### TEXTO FORNECIDO ###

Valter Hugo Mãe

Os menos disciplinados


Somos os únicos que verdadeiramente podem investir numa nova normalidade com segurança.

Claro que me irritou que amigos justificassem a maior ocorrência de casos positivos no norte do país dizendo que as pessoas daqui seriam “menos disciplinadas”, mais dadas a um entusiasmo social que se põe de abraços e beijos fáceis. É a mesma ingenuidade de se dizer que no norte se come tão bem, que ainda somos todos boa gente e que parecemos mais felizes, certamente por termos a TAP do nosso lado.

O norte foi apanhado de surpresa, como foram a Lombardia ou Madrid. Não creio que se possa estabelecer entre estas diversas regiões um nexo de “menor disciplina”. Dizem respeito a culturas distintas, realidades distintas que, de comum, terão exactamente aquilo que dizia: foram apanhadas à traição, viram-se a braços com um problema que, ainda que se previsse, não se poderia dominar nem dirigir sem essa coisa grave do embate efectivo.

Se o norte lidou com o acaso e a surpresa, tendo dificuldade num controlo maior devido ao seu tecido industrial, grande força braçal que fornece o país inteiro, não deixa de ser claro que a região de Lisboa padece justamente pelo regresso ao trabalho que, sendo menos industrial, implica ainda assim a movimentação massiva nos seus exigentes transportes públicos. É praticamente impossível esperar que as pessoas se protejam do vírus na contingente necessidade de se atropelarem no metro e nos autocarros como inevitavelmente acontece. É como pedir para que comamos enfim o bolo e, no entanto, o deixemos intacto. Ou é tempo de voltar ao trabalho e estão geradas condições para isso, ou então tem de se admitir que já se sabia que as pessoas haveriam de adoecer, exactamente por voltarem ao trabalho sem se verificarem condições para o fazerem em segurança.

###

QUESTÕES DE ESTUDO —
(1) Transcreva do texto sobre os casos no norte e em Lisboa o trecho que começa nas palavras que contêm "Claro que me" e termina em "do nosso lado.".
(2) Continue, por favor, o texto sobre os casos no norte e em Lisboa a partir do ponto em que ele termina.

### DADOS REGISTADOS ###

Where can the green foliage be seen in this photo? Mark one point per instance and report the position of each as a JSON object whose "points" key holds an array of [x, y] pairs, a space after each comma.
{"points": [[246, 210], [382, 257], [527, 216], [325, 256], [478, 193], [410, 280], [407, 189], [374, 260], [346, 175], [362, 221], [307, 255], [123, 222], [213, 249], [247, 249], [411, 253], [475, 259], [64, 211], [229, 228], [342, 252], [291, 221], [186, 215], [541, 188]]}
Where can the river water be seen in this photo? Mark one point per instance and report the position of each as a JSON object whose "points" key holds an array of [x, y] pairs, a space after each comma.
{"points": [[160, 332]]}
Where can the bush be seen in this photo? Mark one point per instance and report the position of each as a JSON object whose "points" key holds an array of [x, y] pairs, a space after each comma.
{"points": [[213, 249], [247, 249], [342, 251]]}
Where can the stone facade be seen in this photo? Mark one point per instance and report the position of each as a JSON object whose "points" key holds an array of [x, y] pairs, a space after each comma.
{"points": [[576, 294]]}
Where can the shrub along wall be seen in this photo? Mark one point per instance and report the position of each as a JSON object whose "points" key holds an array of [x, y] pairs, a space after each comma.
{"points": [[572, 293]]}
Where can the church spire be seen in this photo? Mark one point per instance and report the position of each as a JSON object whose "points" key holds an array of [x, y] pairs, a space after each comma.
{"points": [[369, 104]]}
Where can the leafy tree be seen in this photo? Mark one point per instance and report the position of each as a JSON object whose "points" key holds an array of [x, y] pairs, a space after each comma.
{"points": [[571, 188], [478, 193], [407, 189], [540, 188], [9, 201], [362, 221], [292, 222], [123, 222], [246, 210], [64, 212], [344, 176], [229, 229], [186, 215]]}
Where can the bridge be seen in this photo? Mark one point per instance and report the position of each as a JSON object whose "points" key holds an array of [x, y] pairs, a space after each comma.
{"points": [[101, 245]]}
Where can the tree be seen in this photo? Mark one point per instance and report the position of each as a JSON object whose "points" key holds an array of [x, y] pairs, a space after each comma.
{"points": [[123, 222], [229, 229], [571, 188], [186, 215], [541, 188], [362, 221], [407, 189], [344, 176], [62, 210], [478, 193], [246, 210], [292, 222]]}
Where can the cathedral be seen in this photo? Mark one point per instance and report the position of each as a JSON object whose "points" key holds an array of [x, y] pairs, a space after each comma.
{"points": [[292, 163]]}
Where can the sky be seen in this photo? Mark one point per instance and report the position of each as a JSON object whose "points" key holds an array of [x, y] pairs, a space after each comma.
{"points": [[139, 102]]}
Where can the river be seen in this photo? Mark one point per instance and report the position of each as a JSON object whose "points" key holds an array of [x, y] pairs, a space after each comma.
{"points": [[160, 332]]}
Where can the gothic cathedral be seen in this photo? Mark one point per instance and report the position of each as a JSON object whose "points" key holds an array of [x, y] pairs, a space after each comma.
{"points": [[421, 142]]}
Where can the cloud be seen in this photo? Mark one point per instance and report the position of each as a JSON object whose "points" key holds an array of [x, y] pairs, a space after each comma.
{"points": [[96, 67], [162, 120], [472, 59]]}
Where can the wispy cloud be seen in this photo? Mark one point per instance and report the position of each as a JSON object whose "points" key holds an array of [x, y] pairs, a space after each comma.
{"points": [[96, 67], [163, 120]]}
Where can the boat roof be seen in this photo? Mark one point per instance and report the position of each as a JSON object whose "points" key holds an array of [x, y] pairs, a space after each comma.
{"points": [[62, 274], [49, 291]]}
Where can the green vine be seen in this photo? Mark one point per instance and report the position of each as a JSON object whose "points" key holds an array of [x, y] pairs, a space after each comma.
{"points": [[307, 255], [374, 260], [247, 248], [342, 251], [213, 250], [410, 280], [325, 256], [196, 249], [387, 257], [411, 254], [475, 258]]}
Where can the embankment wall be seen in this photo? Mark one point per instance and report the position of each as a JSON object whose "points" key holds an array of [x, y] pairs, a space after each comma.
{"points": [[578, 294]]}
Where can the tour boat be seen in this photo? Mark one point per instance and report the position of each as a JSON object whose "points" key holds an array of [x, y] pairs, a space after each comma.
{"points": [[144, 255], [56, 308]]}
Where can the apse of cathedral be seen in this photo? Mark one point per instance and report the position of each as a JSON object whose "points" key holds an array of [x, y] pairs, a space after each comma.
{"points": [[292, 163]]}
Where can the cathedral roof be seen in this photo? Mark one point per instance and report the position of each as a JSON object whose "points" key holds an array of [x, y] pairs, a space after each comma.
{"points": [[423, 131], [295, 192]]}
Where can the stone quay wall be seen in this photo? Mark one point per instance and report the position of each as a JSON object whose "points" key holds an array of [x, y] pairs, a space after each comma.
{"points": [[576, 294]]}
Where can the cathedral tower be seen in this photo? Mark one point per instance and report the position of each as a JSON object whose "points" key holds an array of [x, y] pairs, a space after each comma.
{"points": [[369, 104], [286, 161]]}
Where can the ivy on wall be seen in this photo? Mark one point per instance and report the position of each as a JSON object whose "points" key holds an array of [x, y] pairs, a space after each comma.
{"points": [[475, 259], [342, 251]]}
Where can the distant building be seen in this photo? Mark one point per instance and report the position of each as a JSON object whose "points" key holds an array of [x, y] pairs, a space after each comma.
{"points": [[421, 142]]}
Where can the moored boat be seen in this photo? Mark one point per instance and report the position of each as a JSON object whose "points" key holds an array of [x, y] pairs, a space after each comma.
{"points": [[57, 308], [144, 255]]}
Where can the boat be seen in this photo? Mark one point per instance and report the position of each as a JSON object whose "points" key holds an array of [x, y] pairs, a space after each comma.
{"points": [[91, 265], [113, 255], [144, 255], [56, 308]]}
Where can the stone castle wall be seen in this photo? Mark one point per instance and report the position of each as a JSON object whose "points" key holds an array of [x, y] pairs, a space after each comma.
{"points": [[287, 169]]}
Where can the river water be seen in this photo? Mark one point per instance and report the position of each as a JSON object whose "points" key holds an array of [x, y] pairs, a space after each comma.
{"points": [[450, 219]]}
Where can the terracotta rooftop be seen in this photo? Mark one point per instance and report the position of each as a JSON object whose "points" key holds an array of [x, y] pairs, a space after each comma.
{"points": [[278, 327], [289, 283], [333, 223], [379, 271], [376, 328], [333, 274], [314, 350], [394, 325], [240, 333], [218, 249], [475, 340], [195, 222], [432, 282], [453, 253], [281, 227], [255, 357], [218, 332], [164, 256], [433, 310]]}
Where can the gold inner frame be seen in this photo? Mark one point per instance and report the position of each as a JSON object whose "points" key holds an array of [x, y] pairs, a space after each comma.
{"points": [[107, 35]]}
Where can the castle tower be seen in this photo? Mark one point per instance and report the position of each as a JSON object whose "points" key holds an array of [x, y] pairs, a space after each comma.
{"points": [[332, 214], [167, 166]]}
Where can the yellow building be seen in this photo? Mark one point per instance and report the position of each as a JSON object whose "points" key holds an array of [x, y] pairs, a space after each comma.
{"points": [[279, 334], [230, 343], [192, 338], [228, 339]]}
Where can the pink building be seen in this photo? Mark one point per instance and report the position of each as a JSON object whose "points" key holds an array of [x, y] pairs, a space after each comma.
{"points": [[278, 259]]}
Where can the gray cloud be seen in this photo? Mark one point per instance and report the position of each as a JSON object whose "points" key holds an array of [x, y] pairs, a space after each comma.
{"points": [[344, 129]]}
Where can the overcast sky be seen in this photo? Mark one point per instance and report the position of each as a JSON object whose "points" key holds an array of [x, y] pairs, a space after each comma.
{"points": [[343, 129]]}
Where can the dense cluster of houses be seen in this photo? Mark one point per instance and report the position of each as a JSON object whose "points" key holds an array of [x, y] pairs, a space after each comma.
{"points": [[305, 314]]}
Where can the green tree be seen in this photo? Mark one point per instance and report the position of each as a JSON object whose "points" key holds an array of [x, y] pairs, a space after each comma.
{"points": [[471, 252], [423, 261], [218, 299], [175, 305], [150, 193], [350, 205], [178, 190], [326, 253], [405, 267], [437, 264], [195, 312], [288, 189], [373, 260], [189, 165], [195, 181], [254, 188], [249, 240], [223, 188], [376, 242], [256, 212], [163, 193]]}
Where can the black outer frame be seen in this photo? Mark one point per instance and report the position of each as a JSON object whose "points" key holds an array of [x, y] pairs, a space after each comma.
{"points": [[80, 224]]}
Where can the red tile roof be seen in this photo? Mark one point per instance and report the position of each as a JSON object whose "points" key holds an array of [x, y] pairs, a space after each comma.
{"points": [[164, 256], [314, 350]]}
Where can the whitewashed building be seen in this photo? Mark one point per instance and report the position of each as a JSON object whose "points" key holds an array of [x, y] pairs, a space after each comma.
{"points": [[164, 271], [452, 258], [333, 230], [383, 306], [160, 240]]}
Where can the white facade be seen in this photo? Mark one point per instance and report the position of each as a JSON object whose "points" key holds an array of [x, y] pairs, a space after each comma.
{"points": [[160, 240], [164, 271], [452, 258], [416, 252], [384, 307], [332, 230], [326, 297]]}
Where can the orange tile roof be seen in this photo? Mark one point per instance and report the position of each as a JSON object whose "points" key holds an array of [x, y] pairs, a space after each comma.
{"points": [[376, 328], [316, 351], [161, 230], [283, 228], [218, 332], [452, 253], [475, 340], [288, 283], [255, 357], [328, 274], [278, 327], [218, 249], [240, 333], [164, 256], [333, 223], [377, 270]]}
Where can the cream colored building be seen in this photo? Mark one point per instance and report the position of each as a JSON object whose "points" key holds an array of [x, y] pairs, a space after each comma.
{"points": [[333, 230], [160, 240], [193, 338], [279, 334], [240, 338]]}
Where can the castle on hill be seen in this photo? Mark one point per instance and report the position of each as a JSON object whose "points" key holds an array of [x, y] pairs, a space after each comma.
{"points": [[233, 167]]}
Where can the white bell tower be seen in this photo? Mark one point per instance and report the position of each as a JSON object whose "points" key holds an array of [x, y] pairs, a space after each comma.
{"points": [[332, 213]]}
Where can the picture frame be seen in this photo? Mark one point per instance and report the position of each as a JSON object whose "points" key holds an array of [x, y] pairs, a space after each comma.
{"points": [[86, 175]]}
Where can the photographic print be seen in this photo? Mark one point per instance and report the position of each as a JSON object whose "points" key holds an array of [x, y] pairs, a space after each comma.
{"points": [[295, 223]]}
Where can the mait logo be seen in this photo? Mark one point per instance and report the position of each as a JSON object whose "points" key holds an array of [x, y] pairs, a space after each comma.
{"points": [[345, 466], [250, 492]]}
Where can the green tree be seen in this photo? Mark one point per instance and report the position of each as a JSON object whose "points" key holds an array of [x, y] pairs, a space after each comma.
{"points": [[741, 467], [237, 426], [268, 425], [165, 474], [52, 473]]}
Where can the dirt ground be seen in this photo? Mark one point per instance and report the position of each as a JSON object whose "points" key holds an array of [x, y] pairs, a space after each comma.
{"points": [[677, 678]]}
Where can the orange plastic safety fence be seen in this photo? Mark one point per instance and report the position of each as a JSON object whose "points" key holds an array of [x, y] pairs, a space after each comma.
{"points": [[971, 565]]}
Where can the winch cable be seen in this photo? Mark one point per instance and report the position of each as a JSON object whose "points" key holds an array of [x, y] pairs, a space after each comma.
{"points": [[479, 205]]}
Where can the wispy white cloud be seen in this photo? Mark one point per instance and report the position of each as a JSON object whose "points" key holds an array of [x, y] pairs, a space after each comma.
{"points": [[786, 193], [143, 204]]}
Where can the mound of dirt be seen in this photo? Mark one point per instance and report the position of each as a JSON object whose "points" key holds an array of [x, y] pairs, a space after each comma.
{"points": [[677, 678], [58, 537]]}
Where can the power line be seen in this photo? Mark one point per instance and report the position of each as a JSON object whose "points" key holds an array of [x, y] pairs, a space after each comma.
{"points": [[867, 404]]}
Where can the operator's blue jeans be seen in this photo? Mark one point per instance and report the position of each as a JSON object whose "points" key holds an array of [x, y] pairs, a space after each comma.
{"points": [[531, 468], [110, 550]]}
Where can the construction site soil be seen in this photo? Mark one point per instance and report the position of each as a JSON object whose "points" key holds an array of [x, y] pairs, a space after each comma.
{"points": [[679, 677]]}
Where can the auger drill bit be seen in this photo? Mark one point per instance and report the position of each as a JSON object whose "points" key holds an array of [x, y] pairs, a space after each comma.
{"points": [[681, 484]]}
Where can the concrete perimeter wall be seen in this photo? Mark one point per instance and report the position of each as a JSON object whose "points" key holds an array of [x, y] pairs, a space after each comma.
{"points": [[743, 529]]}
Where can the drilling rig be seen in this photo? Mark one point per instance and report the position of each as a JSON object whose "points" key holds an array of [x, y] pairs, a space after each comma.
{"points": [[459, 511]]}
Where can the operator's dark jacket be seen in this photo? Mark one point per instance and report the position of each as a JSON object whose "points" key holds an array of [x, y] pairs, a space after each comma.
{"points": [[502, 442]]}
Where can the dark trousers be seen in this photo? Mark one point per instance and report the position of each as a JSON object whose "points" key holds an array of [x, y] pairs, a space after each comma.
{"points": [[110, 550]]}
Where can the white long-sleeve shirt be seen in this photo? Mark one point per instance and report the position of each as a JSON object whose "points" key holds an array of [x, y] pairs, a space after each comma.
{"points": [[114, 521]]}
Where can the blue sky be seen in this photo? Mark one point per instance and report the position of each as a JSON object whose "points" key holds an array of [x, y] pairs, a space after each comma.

###

RESPOSTAS NUMERADAS —
(1)
Claro que me irritou que amigos justificassem a maior ocorrência de casos positivos no norte do país dizendo que as pessoas daqui seriam “menos disciplinadas”, mais dadas a um entusiasmo social que se põe de abraços e beijos fáceis. É a mesma ingenuidade de se dizer que no norte se come tão bem, que ainda somos todos boa gente e que parecemos mais felizes, certamente por termos a TAP do nosso lado.

(2)
A grande diferença entre o que vai no norte e o que vai agora mais a sul é que já não há surpresa e também já não há pachorra para quem se mantém desinformado. O que vier a acontecer já não pode ser completamente lido pela responsabilidade política. Nesta fase, a cidadania já não pode destituir-se de seu próprio compromisso. Ainda que entre o problema dos transportes e o que se passa em festas, bares e restaurantes cheios e mais praias à pinha, vá uma grande diferença, já nenhum António Costa se pode ver linearmente como culpado. É fundamental entender-se que o gesto foi deixado nas nossas mãos. Somos os únicos que verdadeiramente podem investir numa nova normalidade com segurança.

Parece-me que chegamos ao momento de interromper esta retórica que, de admoestação em admoestação, vai desculpando a propagação do vírus. A passagem para uma lógica mais sancionatória é a última opção, antes que voltemos a parar a economia e, então, dobremos o desemprego e a miséria que já estão garantidos no futuro próximo. É lamentável, mas julgo que o endurecimento das medidas contra quem não cumpre será o retrato mais triste e necessário dos que, afinal, tiveram melhores condições para passar pela pandemia.